* **Available data**
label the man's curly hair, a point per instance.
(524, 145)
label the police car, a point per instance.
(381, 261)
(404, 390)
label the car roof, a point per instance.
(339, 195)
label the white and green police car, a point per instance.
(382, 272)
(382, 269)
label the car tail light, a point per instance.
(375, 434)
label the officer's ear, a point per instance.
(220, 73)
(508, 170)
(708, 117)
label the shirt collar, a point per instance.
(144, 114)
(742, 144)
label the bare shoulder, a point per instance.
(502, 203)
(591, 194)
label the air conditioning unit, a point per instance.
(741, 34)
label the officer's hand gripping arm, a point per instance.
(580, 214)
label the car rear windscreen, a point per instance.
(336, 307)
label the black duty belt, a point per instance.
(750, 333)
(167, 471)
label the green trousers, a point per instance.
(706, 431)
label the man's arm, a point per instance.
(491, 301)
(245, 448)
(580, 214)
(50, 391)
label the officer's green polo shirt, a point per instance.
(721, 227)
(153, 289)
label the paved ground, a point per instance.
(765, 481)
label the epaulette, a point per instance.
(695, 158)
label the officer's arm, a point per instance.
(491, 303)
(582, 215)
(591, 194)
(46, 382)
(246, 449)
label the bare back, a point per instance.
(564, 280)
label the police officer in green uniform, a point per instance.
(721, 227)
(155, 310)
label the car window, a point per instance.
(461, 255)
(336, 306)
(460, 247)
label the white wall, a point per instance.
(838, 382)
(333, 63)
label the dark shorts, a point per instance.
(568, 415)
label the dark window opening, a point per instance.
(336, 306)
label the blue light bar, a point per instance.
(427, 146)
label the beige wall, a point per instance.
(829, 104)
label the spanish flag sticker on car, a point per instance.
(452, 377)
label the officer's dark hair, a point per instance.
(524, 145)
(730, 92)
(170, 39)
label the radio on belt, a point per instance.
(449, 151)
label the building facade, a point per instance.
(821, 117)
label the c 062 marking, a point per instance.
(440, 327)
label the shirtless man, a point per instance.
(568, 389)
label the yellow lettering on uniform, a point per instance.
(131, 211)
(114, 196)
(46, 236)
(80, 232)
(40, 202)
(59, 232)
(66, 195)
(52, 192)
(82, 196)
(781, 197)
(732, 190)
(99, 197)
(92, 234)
* * *
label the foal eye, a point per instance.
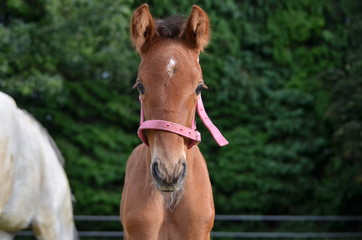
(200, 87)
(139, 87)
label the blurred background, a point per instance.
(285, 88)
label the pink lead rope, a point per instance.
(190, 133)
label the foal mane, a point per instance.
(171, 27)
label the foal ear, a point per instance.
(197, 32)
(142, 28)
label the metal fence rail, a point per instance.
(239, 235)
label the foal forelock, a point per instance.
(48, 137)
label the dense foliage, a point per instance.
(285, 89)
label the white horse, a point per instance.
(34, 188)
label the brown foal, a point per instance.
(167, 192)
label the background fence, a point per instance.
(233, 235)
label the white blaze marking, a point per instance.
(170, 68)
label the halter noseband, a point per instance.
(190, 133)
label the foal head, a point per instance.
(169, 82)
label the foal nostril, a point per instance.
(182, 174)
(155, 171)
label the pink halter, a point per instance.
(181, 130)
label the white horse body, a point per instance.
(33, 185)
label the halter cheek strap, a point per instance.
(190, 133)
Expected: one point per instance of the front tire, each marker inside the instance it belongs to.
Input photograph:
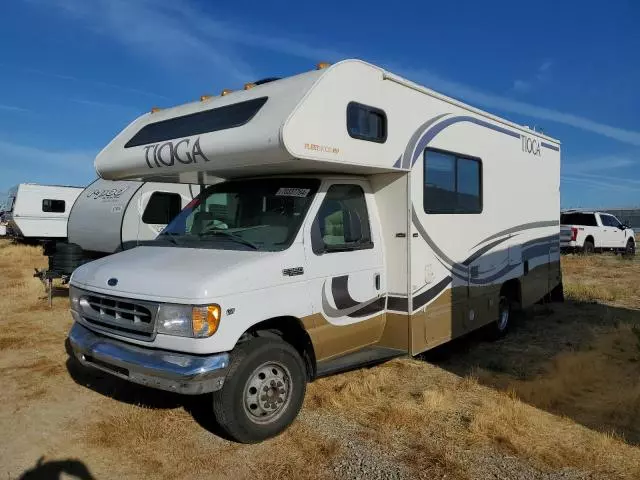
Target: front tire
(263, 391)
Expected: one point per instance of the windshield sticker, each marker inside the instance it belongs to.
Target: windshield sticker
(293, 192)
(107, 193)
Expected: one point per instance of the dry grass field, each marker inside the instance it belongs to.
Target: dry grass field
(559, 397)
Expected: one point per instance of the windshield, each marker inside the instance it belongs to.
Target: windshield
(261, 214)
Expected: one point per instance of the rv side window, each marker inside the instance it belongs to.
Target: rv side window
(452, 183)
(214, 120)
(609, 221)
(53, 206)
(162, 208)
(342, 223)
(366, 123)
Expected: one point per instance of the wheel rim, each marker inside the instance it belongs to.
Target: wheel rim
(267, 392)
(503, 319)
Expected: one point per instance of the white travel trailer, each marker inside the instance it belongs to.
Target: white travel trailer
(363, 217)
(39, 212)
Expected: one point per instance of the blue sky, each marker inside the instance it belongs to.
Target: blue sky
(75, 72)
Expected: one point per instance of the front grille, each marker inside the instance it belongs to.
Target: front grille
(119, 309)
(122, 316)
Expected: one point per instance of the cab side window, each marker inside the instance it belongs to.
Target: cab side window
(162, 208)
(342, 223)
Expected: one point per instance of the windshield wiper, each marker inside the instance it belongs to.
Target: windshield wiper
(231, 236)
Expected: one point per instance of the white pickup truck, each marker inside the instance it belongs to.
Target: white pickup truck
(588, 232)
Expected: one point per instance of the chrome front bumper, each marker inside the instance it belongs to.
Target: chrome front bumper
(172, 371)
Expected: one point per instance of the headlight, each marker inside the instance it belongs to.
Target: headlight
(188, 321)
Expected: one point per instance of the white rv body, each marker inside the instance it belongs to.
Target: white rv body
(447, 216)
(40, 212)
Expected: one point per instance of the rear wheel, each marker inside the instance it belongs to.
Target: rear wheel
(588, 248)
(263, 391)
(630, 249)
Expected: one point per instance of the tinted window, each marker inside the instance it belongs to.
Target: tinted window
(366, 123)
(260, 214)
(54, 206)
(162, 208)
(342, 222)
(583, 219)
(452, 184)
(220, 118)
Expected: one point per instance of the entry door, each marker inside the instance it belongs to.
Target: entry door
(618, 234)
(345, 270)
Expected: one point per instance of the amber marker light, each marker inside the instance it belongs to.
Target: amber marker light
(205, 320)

* **Task objective**
Out of the data above, set down the lines from the one with "Expected: one point per instance of the white travel" to the one with "Expected: one point per instance of the blue", both included, exactly as written and with no additions.

* **Solution to this problem**
Expected: one point per instance of the white travel trailer, each marker inside the instance it belongs to.
Target: white travel trailer
(363, 217)
(39, 212)
Expected: one point per instance of the blue sky, each marker inside the instance it belongs to.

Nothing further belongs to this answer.